§ TEXTO EXTRAÍDO:
- - - -
Paqui Sellés, ocd Puçol
El 9 de agosto es la fiesta de santa Teresa Benedicta de la Cruz, Edith Stein. Este año, por ser domingo, no se celebra su liturgia pero las lecturas correspondientes a este XIX domingo del tiempo ordinario, son más que muy acertadas y encajan a la perfección en la rica personalidad de nuestra hermana carmelita.
La primera lectura del I Libro de los Reyes (1Re 19, 9a. 11-13a.), nos presenta al profeta Elías, que va huyendo de su enemiga, la reina Jezabel, que lo quiere exterminar, al igual que hizo con todos los profetas. Elías siente el cansancio de quien tiene una misión a la que se ve abocado sin fuerzas y es cuando se desea la muerte, pero Dios le anima con la fuerza del alimento: pan cocido sobre piedras y agua, y emprende la marcha por el desierto “cuarenta días y cuarenta noches hasta el Horeb, el monte de Dios”. Es allí donde se le manifiesta el Señor, en una nubecilla, en un susurro, en la voz de un silencio suave, como dice el texto hebreo. Aunque parezca una paradoja, la voz de Dios solo se puede escuchar en el silencio.
En este sentido, traemos a la memoria la presencia de un Dios que se manifiesta a Edith Stein en el silencio de la catedral de Heidelberg: “Mientras estábamos allí en respetuoso silencio entró una señora con su cesto del mercado y se arrodilló en un banco, para hacer una breve oración. Esto para mí fue algo totalmente nuevo”.
- - - -
[Una serie de registros]
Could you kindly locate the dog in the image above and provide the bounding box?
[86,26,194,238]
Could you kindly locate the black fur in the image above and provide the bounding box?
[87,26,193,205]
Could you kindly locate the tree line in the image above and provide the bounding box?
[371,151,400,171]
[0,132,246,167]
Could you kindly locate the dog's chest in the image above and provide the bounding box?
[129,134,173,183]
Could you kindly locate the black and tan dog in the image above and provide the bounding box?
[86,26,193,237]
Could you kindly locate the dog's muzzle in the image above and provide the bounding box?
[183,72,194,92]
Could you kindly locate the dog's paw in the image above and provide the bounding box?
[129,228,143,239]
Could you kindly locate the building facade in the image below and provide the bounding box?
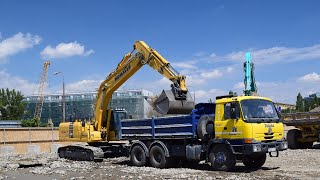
[24,90,153,126]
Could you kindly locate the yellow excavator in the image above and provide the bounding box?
[58,41,194,160]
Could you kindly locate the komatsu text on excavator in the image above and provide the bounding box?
[58,41,194,160]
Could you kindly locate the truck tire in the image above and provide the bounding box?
[130,145,147,167]
[197,115,214,142]
[149,145,169,168]
[209,144,236,171]
[287,129,303,149]
[242,153,267,169]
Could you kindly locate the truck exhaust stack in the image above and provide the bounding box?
[154,90,194,114]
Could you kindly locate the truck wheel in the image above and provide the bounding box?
[150,145,169,168]
[210,144,236,171]
[130,145,147,166]
[242,153,267,169]
[287,129,303,149]
[197,115,214,141]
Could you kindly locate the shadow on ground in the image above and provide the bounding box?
[112,160,279,173]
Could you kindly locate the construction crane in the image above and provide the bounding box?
[243,52,258,96]
[33,61,50,122]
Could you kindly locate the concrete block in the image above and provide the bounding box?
[1,145,15,155]
[51,144,63,153]
[28,144,40,154]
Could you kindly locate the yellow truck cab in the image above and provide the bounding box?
[205,95,288,170]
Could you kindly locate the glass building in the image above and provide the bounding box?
[23,90,153,126]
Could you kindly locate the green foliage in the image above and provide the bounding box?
[296,93,304,112]
[0,88,25,120]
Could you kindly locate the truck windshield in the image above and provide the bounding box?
[241,99,279,122]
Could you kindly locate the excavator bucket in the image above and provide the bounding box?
[154,90,194,114]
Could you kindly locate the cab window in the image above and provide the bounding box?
[224,103,231,119]
[224,102,240,119]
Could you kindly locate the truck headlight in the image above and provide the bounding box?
[253,144,261,152]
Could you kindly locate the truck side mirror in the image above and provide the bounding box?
[230,102,240,119]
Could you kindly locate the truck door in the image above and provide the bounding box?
[215,102,243,139]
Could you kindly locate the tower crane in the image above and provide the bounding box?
[33,61,50,124]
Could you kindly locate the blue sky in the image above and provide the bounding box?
[0,0,320,103]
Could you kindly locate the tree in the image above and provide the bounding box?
[0,88,25,120]
[296,93,304,112]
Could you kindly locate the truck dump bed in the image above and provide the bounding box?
[118,103,214,140]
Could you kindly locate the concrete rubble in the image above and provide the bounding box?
[0,149,320,180]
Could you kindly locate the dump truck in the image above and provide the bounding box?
[282,112,320,149]
[113,95,287,171]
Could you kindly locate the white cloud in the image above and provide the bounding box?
[298,72,320,83]
[209,44,320,64]
[200,69,222,79]
[171,61,197,69]
[0,70,37,95]
[65,80,102,93]
[0,32,41,62]
[190,89,227,103]
[40,42,94,59]
[233,82,244,90]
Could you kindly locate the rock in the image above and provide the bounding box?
[6,163,19,169]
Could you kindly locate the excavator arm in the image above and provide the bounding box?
[243,52,258,96]
[94,41,194,139]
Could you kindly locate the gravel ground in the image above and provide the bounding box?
[0,149,320,180]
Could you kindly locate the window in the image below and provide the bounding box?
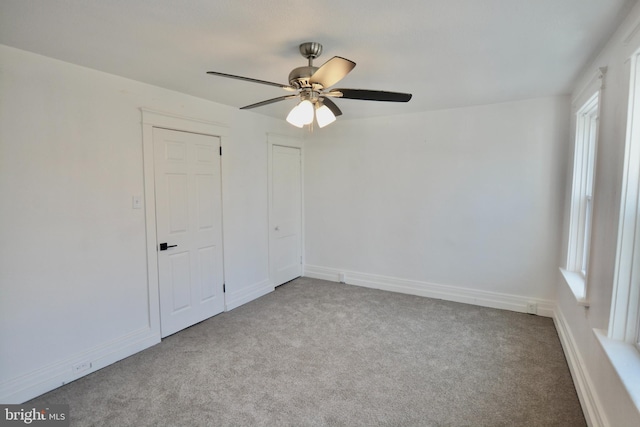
[608,46,640,349]
[561,90,602,306]
[594,46,640,410]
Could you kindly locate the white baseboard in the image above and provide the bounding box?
[553,308,609,427]
[225,279,275,311]
[304,265,555,317]
[0,327,160,404]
- - - -
§ TRABAJO PEDIDO:
Por favor, vuelve a escribir completo el texto sobre Edith Stein, sin cambiar nada.

§ RESULTADO:
Paqui Sellés, ocd Puçol
El 9 de agosto es la fiesta de santa Teresa Benedicta de la Cruz, Edith Stein. Este año, por ser domingo, no se celebra su liturgia pero las lecturas correspondientes a este XIX domingo del tiempo ordinario, son más que muy acertadas y encajan a la perfección en la rica personalidad de nuestra hermana carmelita.
La primera lectura del I Libro de los Reyes (1Re 19, 9a. 11-13a.), nos presenta al profeta Elías, que va huyendo de su enemiga, la reina Jezabel, que lo quiere exterminar, al igual que hizo con todos los profetas. Elías siente el cansancio de quien tiene una misión a la que se ve abocado sin fuerzas y es cuando se desea la muerte, pero Dios le anima con la fuerza del alimento: pan cocido sobre piedras y agua, y emprende la marcha por el desierto “cuarenta días y cuarenta noches hasta el Horeb, el monte de Dios”. Es allí donde se le manifiesta el Señor, en una nubecilla, en un susurro, en la voz de un silencio suave, como dice el texto hebreo. Aunque parezca una paradoja, la voz de Dios solo se puede escuchar en el silencio.
En este sentido, traemos a la memoria la presencia de un Dios que se manifiesta a Edith Stein en el silencio de la catedral de Heidelberg: “Mientras estábamos allí en respetuoso silencio entró una señora con su cesto del mercado y se arrodilló en un banco, para hacer una breve oración. Esto para mí fue algo totalmente nuevo”.